───── PROVIDED RECORDS

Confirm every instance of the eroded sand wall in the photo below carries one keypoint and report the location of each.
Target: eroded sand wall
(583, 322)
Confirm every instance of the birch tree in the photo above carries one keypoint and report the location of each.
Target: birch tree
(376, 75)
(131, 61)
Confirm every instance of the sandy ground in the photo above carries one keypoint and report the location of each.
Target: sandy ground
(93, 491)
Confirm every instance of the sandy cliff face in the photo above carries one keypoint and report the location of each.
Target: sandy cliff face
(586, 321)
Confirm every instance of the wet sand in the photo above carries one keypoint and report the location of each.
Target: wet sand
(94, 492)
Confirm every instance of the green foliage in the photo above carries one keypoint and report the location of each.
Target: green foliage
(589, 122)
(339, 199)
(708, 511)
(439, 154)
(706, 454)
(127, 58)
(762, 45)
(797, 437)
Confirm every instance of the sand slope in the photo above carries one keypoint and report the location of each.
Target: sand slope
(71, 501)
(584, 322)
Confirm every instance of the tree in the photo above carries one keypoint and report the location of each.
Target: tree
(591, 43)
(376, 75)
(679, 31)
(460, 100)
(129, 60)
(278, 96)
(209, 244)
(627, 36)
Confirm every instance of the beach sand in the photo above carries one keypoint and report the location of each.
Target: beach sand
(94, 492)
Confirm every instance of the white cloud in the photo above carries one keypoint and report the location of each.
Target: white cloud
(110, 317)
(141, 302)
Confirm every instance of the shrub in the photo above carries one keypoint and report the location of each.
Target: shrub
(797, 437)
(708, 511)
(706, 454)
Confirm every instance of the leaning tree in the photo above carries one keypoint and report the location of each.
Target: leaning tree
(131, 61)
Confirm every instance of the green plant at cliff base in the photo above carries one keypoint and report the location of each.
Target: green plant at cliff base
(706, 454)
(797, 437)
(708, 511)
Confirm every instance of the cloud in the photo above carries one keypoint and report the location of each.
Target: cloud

──────────

Quote every record above exactly.

Confirm every instance of the eroded sand wall in the photo below carries one keypoint and report the location of each.
Target: eroded sand wall
(583, 322)
Confirm every instance of the birch tree in the photo above carries one keypoint and report the location of each.
Target: birch tree
(376, 75)
(131, 61)
Confirm every instance of the sandy ground in the photo above carries one keypoint and report the location of each.
Target: sandy ground
(93, 491)
Confirm every instance of the sandy cliff face in the photo above carries one keypoint and report the location of each.
Target: sandy cliff face
(586, 321)
Confirm every instance of the wet sand in the photo above carries one keypoint and report the location of each.
Target: wet sand
(94, 492)
Confirm every instance of the green foliage in the photo above carries one keypoint and report the location of each.
Target: green foliage
(589, 122)
(339, 199)
(708, 511)
(439, 154)
(706, 454)
(127, 58)
(762, 45)
(797, 437)
Confirm every instance of the sand slope in the photo above carries one keypoint and report the location of each.
Target: sand slope
(71, 501)
(584, 322)
Confirm every instance of the tree in the photo above carries one keypoint and report the location of each.
Target: tree
(591, 43)
(376, 75)
(679, 31)
(460, 100)
(129, 60)
(278, 96)
(209, 244)
(627, 36)
Confirm every instance of the beach sand in the photo above carries one keypoint and report the location of each.
Target: beach sand
(94, 492)
Confirm every instance of the white cloud in the photo above carries one keypoint and report the location of each.
Target: white cloud
(110, 317)
(141, 302)
Confirm every instance of the shrub in the photo above carries one keypoint and report the location of each.
Target: shrub
(797, 437)
(708, 511)
(706, 454)
Confirm every instance of the leaning tree in the photo above carries one keypoint and report the location of each.
Target: leaning tree
(131, 61)
Confirm every instance of the green plant at cliff base in the photo above carries one keypoint and report the location of each.
Target: green plant at cliff base
(706, 454)
(797, 437)
(708, 511)
Confirm every instance of the cloud in the photo above carries one keypoint and report the location of each.
Target: cloud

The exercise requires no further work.